◆ **TO BE DONE**:
Reproduce the records with every occurrence of "even-odd" replaced by "nonzero", leaving all other text unchanged. Omit the pictures from the reproduced records.

◆ **INFORMATION SUPPLIED**:
- - -

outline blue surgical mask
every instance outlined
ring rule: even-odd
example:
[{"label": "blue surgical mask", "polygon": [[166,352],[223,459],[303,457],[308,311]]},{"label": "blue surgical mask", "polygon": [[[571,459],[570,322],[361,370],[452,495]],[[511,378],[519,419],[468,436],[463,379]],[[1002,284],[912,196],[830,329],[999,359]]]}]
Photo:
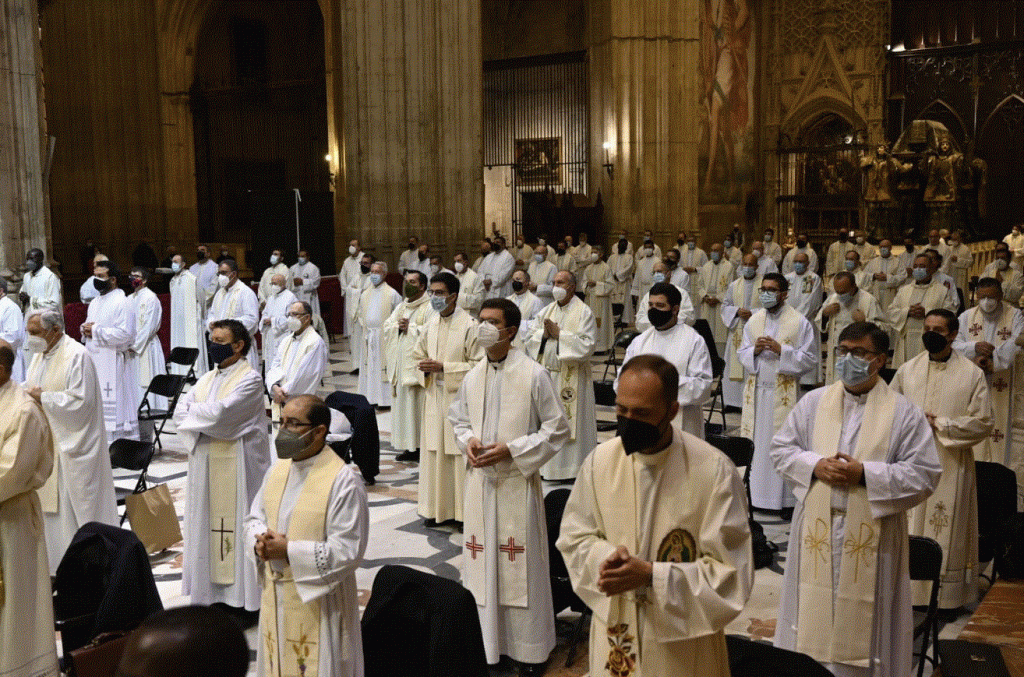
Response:
[{"label": "blue surgical mask", "polygon": [[852,354],[845,354],[836,361],[836,373],[843,385],[854,388],[871,378],[870,363]]},{"label": "blue surgical mask", "polygon": [[430,297],[430,307],[432,307],[437,312],[440,312],[447,306],[446,296],[431,296]]}]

- - -

◆ **FINAL RESULT**:
outline blue surgical mask
every instance outlined
ring rule: nonzero
example:
[{"label": "blue surgical mask", "polygon": [[166,352],[223,459],[303,457],[308,311]]},{"label": "blue surgical mask", "polygon": [[[571,459],[570,322],[361,370],[452,495]],[[511,378],[519,419],[468,436],[463,379]],[[1002,284],[912,196],[830,329],[999,359]]]}]
Photo:
Response:
[{"label": "blue surgical mask", "polygon": [[852,354],[845,354],[836,361],[836,373],[843,385],[854,388],[871,378],[870,363]]},{"label": "blue surgical mask", "polygon": [[430,297],[430,307],[432,307],[437,312],[440,312],[447,306],[446,296],[431,296]]}]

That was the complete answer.